▸ **Work to be completed**:
Pick out each line below that contains the string "viewBox".

— BEGIN Provided data —

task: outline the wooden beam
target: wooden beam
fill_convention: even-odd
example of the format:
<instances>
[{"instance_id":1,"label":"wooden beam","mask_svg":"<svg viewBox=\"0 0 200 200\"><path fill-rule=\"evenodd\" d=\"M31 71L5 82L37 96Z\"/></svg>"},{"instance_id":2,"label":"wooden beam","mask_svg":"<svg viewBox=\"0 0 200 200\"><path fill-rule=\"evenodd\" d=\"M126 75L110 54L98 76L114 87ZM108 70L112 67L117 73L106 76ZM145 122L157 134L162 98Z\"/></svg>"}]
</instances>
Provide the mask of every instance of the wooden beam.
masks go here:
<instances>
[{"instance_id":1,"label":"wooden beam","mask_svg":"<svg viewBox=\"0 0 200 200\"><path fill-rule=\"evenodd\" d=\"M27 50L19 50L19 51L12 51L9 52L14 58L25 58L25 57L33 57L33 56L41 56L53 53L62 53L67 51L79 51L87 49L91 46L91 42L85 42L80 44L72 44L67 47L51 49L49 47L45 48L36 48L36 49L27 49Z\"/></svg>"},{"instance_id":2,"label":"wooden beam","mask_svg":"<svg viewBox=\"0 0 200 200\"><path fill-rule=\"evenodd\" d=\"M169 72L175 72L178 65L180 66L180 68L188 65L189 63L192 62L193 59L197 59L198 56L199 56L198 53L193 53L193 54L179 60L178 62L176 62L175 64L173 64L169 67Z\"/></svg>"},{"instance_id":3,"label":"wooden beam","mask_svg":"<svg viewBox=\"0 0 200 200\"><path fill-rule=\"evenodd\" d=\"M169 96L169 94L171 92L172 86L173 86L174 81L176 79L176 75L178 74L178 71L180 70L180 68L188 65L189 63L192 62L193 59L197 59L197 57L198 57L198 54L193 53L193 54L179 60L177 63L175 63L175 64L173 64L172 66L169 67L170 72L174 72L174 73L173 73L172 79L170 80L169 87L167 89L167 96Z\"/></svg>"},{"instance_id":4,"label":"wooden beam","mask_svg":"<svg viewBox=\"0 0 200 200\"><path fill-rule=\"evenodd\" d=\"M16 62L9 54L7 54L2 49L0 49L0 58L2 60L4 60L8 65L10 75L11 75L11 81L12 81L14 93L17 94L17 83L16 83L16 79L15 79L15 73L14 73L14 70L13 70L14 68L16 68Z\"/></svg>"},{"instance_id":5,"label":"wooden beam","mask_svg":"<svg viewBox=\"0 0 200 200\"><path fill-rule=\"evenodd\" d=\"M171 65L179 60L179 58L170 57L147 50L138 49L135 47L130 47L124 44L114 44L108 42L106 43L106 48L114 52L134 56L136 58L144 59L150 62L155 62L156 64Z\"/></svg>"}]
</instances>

— END Provided data —

▸ **Expected output**:
[{"instance_id":1,"label":"wooden beam","mask_svg":"<svg viewBox=\"0 0 200 200\"><path fill-rule=\"evenodd\" d=\"M31 71L5 82L37 96Z\"/></svg>"},{"instance_id":2,"label":"wooden beam","mask_svg":"<svg viewBox=\"0 0 200 200\"><path fill-rule=\"evenodd\" d=\"M126 75L110 54L98 76L114 87ZM108 70L112 67L117 73L106 76ZM145 122L157 134L162 98Z\"/></svg>"}]
[{"instance_id":1,"label":"wooden beam","mask_svg":"<svg viewBox=\"0 0 200 200\"><path fill-rule=\"evenodd\" d=\"M27 50L19 50L19 51L12 51L9 52L14 58L25 58L25 57L33 57L33 56L41 56L53 53L62 53L67 51L79 51L87 49L91 46L91 42L85 42L80 44L72 44L67 47L51 49L49 47L45 48L36 48L36 49L27 49Z\"/></svg>"},{"instance_id":2,"label":"wooden beam","mask_svg":"<svg viewBox=\"0 0 200 200\"><path fill-rule=\"evenodd\" d=\"M169 72L175 72L178 65L180 66L180 68L188 65L189 63L192 62L193 59L197 59L198 56L199 56L198 53L193 53L193 54L179 60L178 62L176 62L175 64L173 64L169 67Z\"/></svg>"},{"instance_id":3,"label":"wooden beam","mask_svg":"<svg viewBox=\"0 0 200 200\"><path fill-rule=\"evenodd\" d=\"M169 96L169 94L171 92L172 86L173 86L174 81L176 79L176 75L178 74L178 71L180 70L180 68L188 65L189 63L192 62L193 59L197 59L197 57L198 57L198 54L193 53L193 54L179 60L177 63L175 63L175 64L173 64L172 66L169 67L170 72L174 72L174 73L173 73L172 79L170 80L169 87L167 89L167 96Z\"/></svg>"},{"instance_id":4,"label":"wooden beam","mask_svg":"<svg viewBox=\"0 0 200 200\"><path fill-rule=\"evenodd\" d=\"M16 62L9 54L7 54L2 49L0 49L0 58L2 60L4 60L8 65L10 75L11 75L11 81L12 81L14 93L17 94L17 83L16 83L16 79L15 79L15 73L14 73L14 70L13 70L14 68L16 68Z\"/></svg>"},{"instance_id":5,"label":"wooden beam","mask_svg":"<svg viewBox=\"0 0 200 200\"><path fill-rule=\"evenodd\" d=\"M171 65L179 60L179 58L170 57L147 50L138 49L135 47L130 47L124 44L114 44L108 42L106 43L106 48L114 52L134 56L136 58L144 59L150 62L155 62L156 64Z\"/></svg>"}]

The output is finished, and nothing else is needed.